QUELLENAUSZUG:
____

JudikaturBFG

RV/7103368/2020 – BFG Entscheidung

Entscheidung
Wirtschaftsrecht
27. Februar 2025

BESCHLUSS

Das Bundesfinanzgericht hat durch den Richter***Ri*** in der Beschwerdesache BF, ***Bf1-Adr***, vertreten durch KPMG Alpen-Treuhand GmbH Wirtschaftsprüfungs- und Steuerberatungsgesellschaft, Porzellangasse 51, 1090 Wien, über die Beschwerde vom 9. Mai 2017 gegen die Bescheide des Finanzamtes Wien 1/23 - nunmehr Finanzamt für Großbetriebe - vom 9. März 2017 betreffend Umsatzsteuer 2011 und Umsatzsteuer 2012, Steuernummer ***BF1StNr1***, beschlossen:

I. Die Beschwerde wird gemäß § 261 Abs 1 lit a BAO als gegenstandslos erklärt.Das Beschwerdeverfahren wird eingestellt.

II. Eine ordentliche Revision an den Verwaltungsgerichtshof ist nicht zulässig.

Begründung

Die A1, später A1a (A1 kurz), Löschung der Firma im Firmenbuch am 8. Dezember 2020, zeigte mit Schreiben vom 20. Dezember 2011 die Aufnahme ihrer unternehmerischen Tätigkeit im Sinne des Umsatzsteuergesetzes ab dem Voranmeldungszeitraum Dezember 2011 sowie ihre finanzielle, wirtschaftliche und organisatorische Eingliederung in das Unternehmen der BF alt, nunmehr BF (BF kurz, Beschwerdeführerin) an. Die A1 kurz werde Rechte an versicherungsspezifischen Softwareentwicklungen von der B1 erwerben und ausländischen Versicherungen im Rahmen einer Lizenzierung zur Nutzung überlassen. Die A1 kurz übernehme dadurch eine Finanzierungsfunktion und werde betriebswirtschaftlich in den Prozess der IT-Entwicklung eingebunden. Es liege demnach hinsichtlich beider Gesellschaften ein umsatzsteuerliches Organschaftsverhältnis vor.

Die Veranlagungen der Beschwerdeführerin hinsichtlich der Umsatzsteuer für 2011 und 2012 erfolgten zunächst mit Bescheiden vom 6. Mai 2013 bzw. vom 19. Mai 2014 erklärungsgemäß. Eine in 2017 beendete Außenprüfung stellte unter anderem fest, dass kein umsatzsteuerliches Organschaftsverhältnis zwischen der BF kurz und der A1 kurz vorliege. Begründet wurde dies im Wesentlichen damit, dass die von der A1 kurz an ausländische Konzerngesellschaften erbrachten Leistungen (Nutzungsüberlassung von Softwareprodukten) leistungs- und verrechnungsmäßig nicht zentral über den Organträger BF kurz abgewickelt, sondern direkt an die ausländischen Konzerngesellschaften verrechnet werden. Die A1 kurz sei daher wirtschaftlich nicht in die BF kurz eingegliedert. Das Finanzamt Wien 1/23 folgte dieser Ansicht und erließ nach Wiederaufnahme der Verfahren gemäß § 303 Abs 1 BAO neue Umsatzsteuerbescheide 2011 und 2012 vom 9. März 2017 und erhöhte hinsichtlich dieser Feststellung die steuerpflichtigen Umsätze (Normalsteuersatz von 20%) um 11.766.703,91 € (2011) bzw. 44.902.296,88 € (2012). Eine Vorsteuerkorrektur erfolgte nicht. Die weiteren Feststellungen und Bescheidänderungen der Außenprüfung bleiben hier ausgeklammert.

____

DATENZEILEN:
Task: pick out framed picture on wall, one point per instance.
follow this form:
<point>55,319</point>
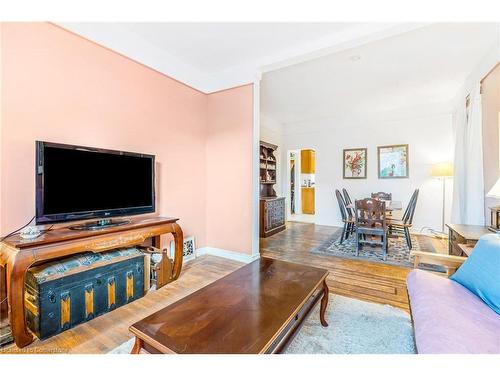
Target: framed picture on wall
<point>393,161</point>
<point>354,163</point>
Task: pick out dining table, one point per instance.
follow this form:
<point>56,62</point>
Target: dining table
<point>389,205</point>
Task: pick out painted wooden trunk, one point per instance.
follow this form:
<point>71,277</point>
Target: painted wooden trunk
<point>67,292</point>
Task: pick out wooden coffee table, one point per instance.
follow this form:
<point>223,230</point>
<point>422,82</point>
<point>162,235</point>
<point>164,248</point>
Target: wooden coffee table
<point>256,309</point>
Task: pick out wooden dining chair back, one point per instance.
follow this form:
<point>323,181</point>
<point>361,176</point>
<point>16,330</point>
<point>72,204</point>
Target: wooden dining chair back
<point>382,195</point>
<point>406,222</point>
<point>371,221</point>
<point>347,219</point>
<point>410,209</point>
<point>348,202</point>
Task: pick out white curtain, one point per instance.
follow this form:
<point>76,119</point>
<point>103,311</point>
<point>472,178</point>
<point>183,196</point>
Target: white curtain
<point>468,188</point>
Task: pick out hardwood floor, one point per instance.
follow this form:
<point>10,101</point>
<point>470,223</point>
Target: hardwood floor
<point>364,280</point>
<point>358,279</point>
<point>108,331</point>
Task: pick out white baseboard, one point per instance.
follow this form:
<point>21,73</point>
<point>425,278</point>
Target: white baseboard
<point>233,255</point>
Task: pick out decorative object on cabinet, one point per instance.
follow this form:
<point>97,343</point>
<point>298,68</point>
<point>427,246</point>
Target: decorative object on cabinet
<point>393,161</point>
<point>442,171</point>
<point>354,163</point>
<point>308,201</point>
<point>272,208</point>
<point>272,216</point>
<point>189,249</point>
<point>307,161</point>
<point>267,169</point>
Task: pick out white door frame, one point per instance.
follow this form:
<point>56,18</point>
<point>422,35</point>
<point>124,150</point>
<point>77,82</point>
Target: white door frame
<point>298,198</point>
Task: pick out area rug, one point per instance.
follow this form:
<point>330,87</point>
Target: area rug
<point>398,252</point>
<point>355,327</point>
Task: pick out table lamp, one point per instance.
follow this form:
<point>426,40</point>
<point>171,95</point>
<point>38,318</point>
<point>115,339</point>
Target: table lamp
<point>495,211</point>
<point>442,170</point>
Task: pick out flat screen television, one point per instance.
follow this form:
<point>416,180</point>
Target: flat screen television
<point>79,183</point>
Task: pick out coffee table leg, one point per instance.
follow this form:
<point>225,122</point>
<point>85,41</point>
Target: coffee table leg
<point>137,346</point>
<point>324,304</point>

____

AUFGABE: Um welchen Betrag erhöhte das Finanzamt laut dem Gerichtsbeschluss die steuerpflichtigen Umsätze für das Jahr 2012?

ANTWORT: Um 44.902.296,88 €.